--- Start Supplied entries ---

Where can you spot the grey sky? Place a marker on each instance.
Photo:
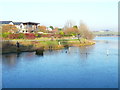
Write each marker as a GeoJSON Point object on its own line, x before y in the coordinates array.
{"type": "Point", "coordinates": [98, 15]}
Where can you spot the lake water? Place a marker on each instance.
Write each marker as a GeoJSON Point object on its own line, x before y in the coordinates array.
{"type": "Point", "coordinates": [66, 68]}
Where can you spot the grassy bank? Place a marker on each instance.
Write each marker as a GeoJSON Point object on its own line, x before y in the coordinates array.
{"type": "Point", "coordinates": [27, 46]}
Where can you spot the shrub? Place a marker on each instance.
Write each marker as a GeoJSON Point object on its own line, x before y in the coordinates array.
{"type": "Point", "coordinates": [13, 36]}
{"type": "Point", "coordinates": [5, 35]}
{"type": "Point", "coordinates": [21, 36]}
{"type": "Point", "coordinates": [30, 36]}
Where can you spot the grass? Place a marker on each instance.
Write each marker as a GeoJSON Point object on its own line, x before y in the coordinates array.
{"type": "Point", "coordinates": [46, 43]}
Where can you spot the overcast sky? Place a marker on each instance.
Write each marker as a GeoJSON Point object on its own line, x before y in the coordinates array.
{"type": "Point", "coordinates": [97, 14]}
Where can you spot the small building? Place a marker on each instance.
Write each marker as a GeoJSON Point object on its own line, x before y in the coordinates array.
{"type": "Point", "coordinates": [29, 27]}
{"type": "Point", "coordinates": [23, 27]}
{"type": "Point", "coordinates": [6, 22]}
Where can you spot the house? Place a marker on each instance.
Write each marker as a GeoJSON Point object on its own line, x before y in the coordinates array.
{"type": "Point", "coordinates": [28, 27]}
{"type": "Point", "coordinates": [6, 22]}
{"type": "Point", "coordinates": [23, 27]}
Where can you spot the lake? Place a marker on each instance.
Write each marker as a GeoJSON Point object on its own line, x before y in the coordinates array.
{"type": "Point", "coordinates": [93, 66]}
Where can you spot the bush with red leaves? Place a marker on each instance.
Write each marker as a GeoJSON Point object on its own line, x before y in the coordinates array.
{"type": "Point", "coordinates": [13, 36]}
{"type": "Point", "coordinates": [30, 36]}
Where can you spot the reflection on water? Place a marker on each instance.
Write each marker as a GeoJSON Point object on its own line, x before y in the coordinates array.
{"type": "Point", "coordinates": [73, 67]}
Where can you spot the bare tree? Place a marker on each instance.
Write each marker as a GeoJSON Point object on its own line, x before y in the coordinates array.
{"type": "Point", "coordinates": [69, 24]}
{"type": "Point", "coordinates": [85, 32]}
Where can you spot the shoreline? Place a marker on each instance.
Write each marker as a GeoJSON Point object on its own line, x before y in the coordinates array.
{"type": "Point", "coordinates": [40, 47]}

--- End Supplied entries ---

Take every line from the one containing "Where can you spot the bush" to the end of the listing and output it exactly, with nothing else.

Result of the task.
Where can you spot the bush with red leaves? Place a marker on each instance.
Write each marker as a GeoJSON Point object on its own line, x before y in the coordinates array.
{"type": "Point", "coordinates": [13, 36]}
{"type": "Point", "coordinates": [30, 36]}
Where can you spot the reflection on water? Place a marker on each instance.
Write each marker as a GeoJSON Point object on its own line, x before y in the coordinates array.
{"type": "Point", "coordinates": [73, 67]}
Where can you spot the bare tree? Place a marker on each instance.
Write each marker as a GeoJSON Point object on its own line, x before y in the coordinates array.
{"type": "Point", "coordinates": [69, 24]}
{"type": "Point", "coordinates": [85, 32]}
Where can you spot the shoreline? Place a marker on each instance.
Write each marker as a GeoJSON Point object on its own line, x before y in the coordinates array.
{"type": "Point", "coordinates": [40, 47]}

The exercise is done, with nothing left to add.